* **Problem A**: In the records, from the start through the line containing "negative clicks: (127, 73)", switch "rough mask" to "coarse mask" and leave everything else unchanged. Return only those lines, without the picture.

* **Given text**:
+ + +
There are such clubs as these in most of the large mercantile and manufacturing establishments, and they compete with each other in a more or less friendly spirit. There is a certain social rivalry between different houses in the same trade, often between different divisions of one house. Compositors do battle with pressmen, weavers with dyers, the hands in the wholesale department with the hands in the retail store. Any morning you may read in the Sun or the Star that a certain valiant lithographer, for instance, offers to row or to wrestle with any other lithographer for the championship of the lithographers. Sometimes you will learn in this way of strange and mysterious callings, undreamed of by the general public. You will read, mayhap, of a "double-wadder" who desires to be known as the strong man of all the double-wadders in New York, and who will put his prowess to the test with any other double-wadder, be he never so mighty of muscle, who will meet him on the peaceful field where double-wadders are wont to "put the shot" or "throw the hammer." The peaceful field is generally a small Schützen Park or picnic "woods" upon the Harlem, or over the river in Jersey.

It is natural that men who make their living by manual labor, end [sic] earn their bread literally in the sweat of their brows, should be athletes. Likewise the athletic clubs of the militia regiments may be taken as a matter of course. And with the apparent inseparableness of a collegiate from an athletic education we are all familiar — too, too sadly familiar, perhaps. But it is surprising to see how the mania for forming associations for physical exercise has spread through all the classes of a great city. The young men of a certain neighborhood gather together and get up a loosely organized little club to play base-ball or cricket; the establishment of a good bowling alley is the signal for the appearance of half a dozen new bowling clubs, each one of which has its evening, when it holds exclusive possession of the floor; and on Murray Hill, where base-ball and ten-pins are in no great favor, the young men and women of each little "set" get ease and grace and strength to dance the nightly German by practicing at lawn-tennis in the armories or in public halls, which are to be had cheaply for use in the daytime; and there they acquire the semi-professional skill shown in their championship matches at Newport.

 

Seeing that these gatherings of muscle-seekers have no yearnings after public notice, and that their incorporate existence rarely passes the limit of two or three years — for young men grow up and marry, bowling-alleys are crowded out by local growth and appreciation of real estate, and society friendships faint and fail in a season's space — it is not always easy to have ocular evidence of the existence of these very private clubs. But if you want to see the West Ninety-sixth Street Base-ball Nine at work, go over any Saturday afternoon to the waste places of Jersey, between Hoboken and Guttenburg, and you will see a party of young men, whose uniformity of attire goes no further than a general tendency to shirt sleeves, playing the game with a vast deal of unprofessional noise. They do not wear red stockings and conspicuously initialed flannel shirts; but they are a club, and they hold the dignity dear. They have a captain, and a treasurer who is also a secretary, and who collects the fines. Indeed they are a club, and next season they will go far into "Jersey" to meet the South Orange Junction Oriole Stockings, and play their first game in a regular inclosure. And there mayhap, their crack pitcher will distinguish himself, or somebody will do a little neat fielding, and you may see that man, a year or two hence, playing up at the Polo Grounds in a gorgeous uniform, with applauding thousands around.
+ + +
* **Exercise input**:
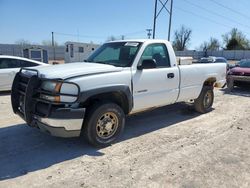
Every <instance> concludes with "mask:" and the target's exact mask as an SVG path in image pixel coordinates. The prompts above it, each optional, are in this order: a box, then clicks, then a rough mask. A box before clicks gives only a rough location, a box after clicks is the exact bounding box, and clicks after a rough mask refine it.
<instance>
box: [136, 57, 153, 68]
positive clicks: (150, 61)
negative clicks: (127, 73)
mask: <svg viewBox="0 0 250 188" xmlns="http://www.w3.org/2000/svg"><path fill="white" fill-rule="evenodd" d="M154 68H156V61H155V60H154V59H144V60H143V61H142V63H141V65H138V66H137V69H138V70H143V69H154Z"/></svg>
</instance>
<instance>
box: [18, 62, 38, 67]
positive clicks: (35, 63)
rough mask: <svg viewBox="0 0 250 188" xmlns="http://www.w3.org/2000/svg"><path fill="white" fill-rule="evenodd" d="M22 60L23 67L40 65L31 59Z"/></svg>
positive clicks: (27, 66)
mask: <svg viewBox="0 0 250 188" xmlns="http://www.w3.org/2000/svg"><path fill="white" fill-rule="evenodd" d="M20 62H21V67H34V66H38V64H36V63H32V62H29V61H24V60H20Z"/></svg>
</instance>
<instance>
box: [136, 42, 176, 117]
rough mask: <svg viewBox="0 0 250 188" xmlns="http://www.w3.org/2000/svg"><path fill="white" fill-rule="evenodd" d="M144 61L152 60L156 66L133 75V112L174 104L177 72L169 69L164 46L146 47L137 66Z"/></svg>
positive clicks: (166, 49) (151, 46) (152, 44)
mask: <svg viewBox="0 0 250 188" xmlns="http://www.w3.org/2000/svg"><path fill="white" fill-rule="evenodd" d="M145 59H154V60H155V61H156V65H157V66H156V68H151V69H143V70H138V69H137V70H136V71H135V73H134V74H133V96H134V109H133V111H134V112H135V111H141V110H144V109H147V108H151V107H157V106H164V105H167V104H171V103H174V102H175V101H176V99H177V97H178V93H179V70H178V67H176V66H175V67H171V64H170V59H169V55H168V50H167V47H166V45H165V44H163V43H159V44H150V45H148V46H147V47H146V48H145V50H144V52H143V54H142V56H141V59H140V61H139V64H140V63H142V61H143V60H145Z"/></svg>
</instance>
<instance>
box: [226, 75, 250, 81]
mask: <svg viewBox="0 0 250 188" xmlns="http://www.w3.org/2000/svg"><path fill="white" fill-rule="evenodd" d="M227 79H228V80H233V81H238V82H249V83H250V76H239V75H228V77H227Z"/></svg>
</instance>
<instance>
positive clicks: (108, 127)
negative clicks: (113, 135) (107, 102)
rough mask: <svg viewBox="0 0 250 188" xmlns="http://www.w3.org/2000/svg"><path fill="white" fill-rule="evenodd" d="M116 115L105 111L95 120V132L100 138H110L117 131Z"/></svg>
mask: <svg viewBox="0 0 250 188" xmlns="http://www.w3.org/2000/svg"><path fill="white" fill-rule="evenodd" d="M117 128H118V117H117V115H116V114H115V113H113V112H106V113H104V114H103V115H101V117H100V118H99V119H98V120H97V123H96V133H97V135H98V137H100V138H102V139H108V138H111V137H112V136H113V135H114V134H115V133H116V131H117Z"/></svg>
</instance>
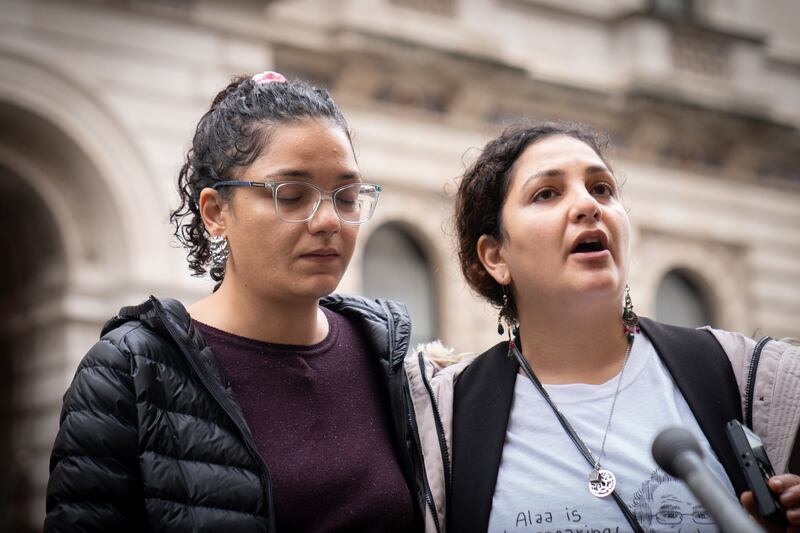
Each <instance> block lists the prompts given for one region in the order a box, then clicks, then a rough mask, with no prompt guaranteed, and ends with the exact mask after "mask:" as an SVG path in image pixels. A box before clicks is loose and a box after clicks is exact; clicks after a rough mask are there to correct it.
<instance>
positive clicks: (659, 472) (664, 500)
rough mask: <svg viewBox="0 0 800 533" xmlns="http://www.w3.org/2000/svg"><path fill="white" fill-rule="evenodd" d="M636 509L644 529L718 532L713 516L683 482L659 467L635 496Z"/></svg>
mask: <svg viewBox="0 0 800 533" xmlns="http://www.w3.org/2000/svg"><path fill="white" fill-rule="evenodd" d="M633 512H634V514H635V515H636V518H637V520H639V523H640V524H641V525H642V527H643V528H644V530H645V531H647V532H648V533H652V532H663V531H683V532H686V531H689V532H692V533H706V532H715V531H718V528H717V526H716V524H715V523H714V519H713V518H712V517H711V515H710V514H708V511H706V510H705V508H704V507H703V506H702V505H700V503H699V502H697V500H695V499H694V498H693V497H692V495H691V493H690V492H689V491H688V489H687V488H686V485H684V484H683V483H682V482H681V481H679V480H677V479H675V478H674V477H672V476H670V475H668V474H666V473H665V472H664V471H662V470H661V469H656V470H655V471H654V472H653V473H652V474H651V475H650V478H649V479H648V480H646V481H645V482H644V483H642V486H641V488H640V489H639V490H637V491H636V493H635V494H634V495H633Z"/></svg>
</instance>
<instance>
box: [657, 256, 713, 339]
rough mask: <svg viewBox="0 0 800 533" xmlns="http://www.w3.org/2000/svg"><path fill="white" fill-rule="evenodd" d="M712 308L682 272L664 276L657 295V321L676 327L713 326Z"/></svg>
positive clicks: (668, 273) (669, 272)
mask: <svg viewBox="0 0 800 533" xmlns="http://www.w3.org/2000/svg"><path fill="white" fill-rule="evenodd" d="M712 318H713V317H712V316H711V307H710V306H709V304H708V301H707V300H706V298H705V295H704V294H703V291H702V289H701V288H700V287H699V286H698V285H697V283H695V282H694V281H693V280H692V279H691V277H689V276H687V275H686V274H685V273H684V272H681V271H680V270H671V271H670V272H668V273H667V275H666V276H664V279H662V280H661V283H660V284H659V286H658V292H657V293H656V319H658V320H659V321H661V322H666V323H667V324H674V325H676V326H687V327H698V326H705V325H707V324H711V322H712Z"/></svg>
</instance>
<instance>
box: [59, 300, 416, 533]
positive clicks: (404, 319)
mask: <svg viewBox="0 0 800 533" xmlns="http://www.w3.org/2000/svg"><path fill="white" fill-rule="evenodd" d="M322 305H324V306H326V307H328V308H329V309H331V310H333V311H336V312H337V313H341V314H343V315H345V316H349V317H353V318H355V319H356V320H357V321H358V323H359V324H360V325H361V326H362V327H361V330H362V331H363V333H364V336H365V339H366V340H367V342H368V345H369V346H370V347H371V348H372V350H373V351H374V353H375V355H376V357H378V358H379V360H380V367H381V372H382V375H383V377H384V378H385V383H386V386H387V390H388V397H389V399H390V409H391V413H392V415H391V416H392V418H393V422H394V423H393V435H394V436H395V448H396V450H397V454H398V462H399V464H400V467H401V469H402V470H403V474H404V476H405V478H406V482H407V483H408V485H409V487H413V488H412V490H413V493H414V494H415V495H416V496H417V497H416V498H415V501H416V502H417V503H418V505H417V509H416V512H417V514H418V516H417V523H421V510H420V507H421V505H423V502H424V501H425V491H424V488H423V486H424V483H423V481H422V480H421V478H420V476H419V475H417V474H416V473H417V472H419V471H420V468H419V465H418V457H419V455H418V446H417V444H416V442H417V439H416V438H415V435H414V431H413V428H412V427H411V425H410V424H409V420H410V418H409V415H408V409H409V401H408V394H407V391H406V385H405V375H404V372H403V365H402V361H403V357H404V356H405V353H406V351H407V348H408V341H409V338H410V337H409V336H410V322H409V319H408V315H407V314H406V312H405V309H404V308H403V307H402V305H401V304H397V303H394V302H388V301H380V300H378V301H371V300H366V299H361V298H355V297H343V296H337V295H333V296H329V297H327V298H325V299H324V300H323V301H322ZM267 460H268V458H267ZM44 529H45V531H46V532H55V531H103V532H113V533H122V532H124V531H137V532H139V531H182V532H183V531H224V532H225V533H233V532H236V533H239V532H250V531H269V532H272V531H275V519H274V508H273V505H272V487H271V483H270V475H269V470H268V468H267V466H266V465H265V464H264V461H263V460H262V459H261V457H260V456H259V454H258V453H257V451H256V447H255V443H254V441H253V437H252V435H251V433H250V431H249V429H248V428H247V425H246V423H245V420H244V417H243V416H242V411H241V408H240V407H239V404H238V402H237V401H236V398H234V396H233V393H232V392H231V389H230V386H229V384H228V382H227V379H226V378H225V376H224V374H223V372H222V369H221V367H220V365H219V363H218V362H217V360H216V359H215V358H214V356H213V354H212V352H211V349H210V348H209V347H208V346H207V345H206V343H205V342H204V340H203V339H202V337H201V336H200V333H199V332H198V331H197V330H196V329H195V328H194V327H193V326H192V321H191V318H190V317H189V315H188V313H187V312H186V310H185V309H184V307H183V306H182V305H181V304H180V303H179V302H177V301H175V300H157V299H156V298H152V297H151V298H150V300H148V301H147V302H145V303H143V304H142V305H139V306H136V307H126V308H123V309H122V310H120V313H119V315H117V316H116V317H114V318H113V319H111V320H110V321H109V322H108V323H107V324H106V325H105V327H104V328H103V332H102V338H101V339H100V341H99V342H98V343H97V344H95V345H94V346H93V347H92V349H91V350H89V352H88V353H87V354H86V357H85V358H84V359H83V361H82V362H81V364H80V366H79V367H78V371H77V373H76V374H75V378H74V380H73V382H72V385H71V386H70V388H69V390H68V391H67V393H66V395H65V397H64V406H63V409H62V413H61V427H60V429H59V432H58V436H57V438H56V441H55V445H54V448H53V454H52V457H51V460H50V481H49V484H48V487H47V517H46V519H45V527H44Z"/></svg>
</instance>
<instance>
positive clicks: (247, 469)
mask: <svg viewBox="0 0 800 533" xmlns="http://www.w3.org/2000/svg"><path fill="white" fill-rule="evenodd" d="M144 452H149V453H153V454H156V455H159V456H161V457H165V458H167V459H172V460H174V461H181V462H185V463H199V464H204V465H213V466H219V467H222V468H230V469H233V470H243V471H245V472H249V473H251V474H256V476H257V475H258V472H257V471H256V470H251V469H248V468H247V467H244V466H239V465H227V464H223V463H215V462H213V461H205V460H203V459H184V458H182V457H175V456H174V455H169V454H166V453H162V452H159V451H157V450H153V449H150V448H145V449H144V450H142V453H144Z"/></svg>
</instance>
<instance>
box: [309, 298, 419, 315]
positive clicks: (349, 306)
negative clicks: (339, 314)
mask: <svg viewBox="0 0 800 533" xmlns="http://www.w3.org/2000/svg"><path fill="white" fill-rule="evenodd" d="M320 305H322V306H323V307H326V308H328V309H330V310H331V311H334V312H336V313H339V314H342V315H345V316H348V317H355V318H359V319H363V320H369V321H376V322H386V321H388V320H394V321H398V320H400V321H409V320H410V318H409V316H408V310H407V309H406V306H405V304H403V303H402V302H396V301H394V300H384V299H382V298H377V299H371V298H365V297H364V296H356V295H350V294H347V295H345V294H330V295H328V296H326V297H325V298H323V299H322V300H320Z"/></svg>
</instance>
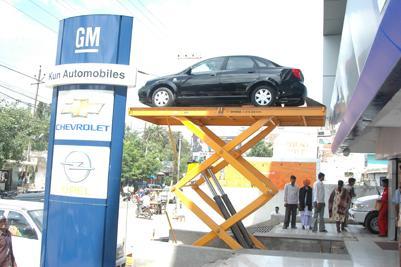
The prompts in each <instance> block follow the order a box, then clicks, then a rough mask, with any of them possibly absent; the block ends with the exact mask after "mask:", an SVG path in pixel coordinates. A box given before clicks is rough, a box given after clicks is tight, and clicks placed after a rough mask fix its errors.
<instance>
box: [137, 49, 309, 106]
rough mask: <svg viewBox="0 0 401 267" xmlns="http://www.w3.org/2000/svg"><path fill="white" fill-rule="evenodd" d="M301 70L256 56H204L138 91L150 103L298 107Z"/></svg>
mask: <svg viewBox="0 0 401 267" xmlns="http://www.w3.org/2000/svg"><path fill="white" fill-rule="evenodd" d="M303 80H304V78H303V75H302V72H301V70H299V69H295V68H287V67H282V66H280V65H278V64H276V63H274V62H272V61H270V60H267V59H264V58H261V57H256V56H225V57H216V58H211V59H206V60H204V61H201V62H199V63H197V64H195V65H193V66H191V67H189V68H187V69H185V70H184V71H182V72H180V73H177V74H174V75H169V76H164V77H160V78H157V79H154V80H150V81H148V82H147V83H146V84H145V86H143V87H142V88H141V89H139V91H138V96H139V100H140V101H141V102H142V103H144V104H146V105H150V106H154V107H166V106H178V105H183V106H185V105H187V106H194V105H204V104H206V105H230V104H249V103H252V104H253V105H255V106H275V105H281V104H285V105H286V106H300V105H303V104H304V101H305V97H306V87H305V85H304V84H303Z"/></svg>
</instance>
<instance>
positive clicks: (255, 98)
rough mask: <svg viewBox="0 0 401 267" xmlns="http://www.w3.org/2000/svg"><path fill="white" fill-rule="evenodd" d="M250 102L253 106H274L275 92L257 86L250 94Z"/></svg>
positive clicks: (273, 89) (265, 86)
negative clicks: (250, 100) (251, 92)
mask: <svg viewBox="0 0 401 267" xmlns="http://www.w3.org/2000/svg"><path fill="white" fill-rule="evenodd" d="M251 102H252V104H253V105H255V106H262V107H263V106H264V107H270V106H274V104H275V102H276V90H274V89H273V88H271V87H269V86H266V85H262V86H258V87H256V89H255V90H253V92H252V95H251Z"/></svg>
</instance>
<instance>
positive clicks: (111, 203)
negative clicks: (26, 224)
+ + +
* **Problem B**:
Answer these questions from the passage on city athletic clubs:
(i) Where is the "peaceful field" of the double-wadders generally found?
(ii) Where do the young people of Murray Hill practice lawn-tennis?
(iii) Who collects the fines for the West Ninety-sixth Street Base-ball Nine?

* **Exercise result A**:
Every <instance> concludes with "mask:" and the target's exact mask as an SVG path in image pixel coordinates. The prompts above it, each optional, are in this order: a box, then clicks, then a coarse mask. A box before clicks gives only a rough location, a box after clicks is the exact bounding box, and clicks after a coarse mask refine it.
<instance>
box: [136, 57, 153, 68]
positive clicks: (150, 61)
negative clicks: (127, 73)

* **Exercise result B**:
(i) A small Schützen Park or picnic "woods" upon the Harlem, or over the river in Jersey.
(ii) In the armories or in public halls.
(iii) The treasurer, who is also a secretary.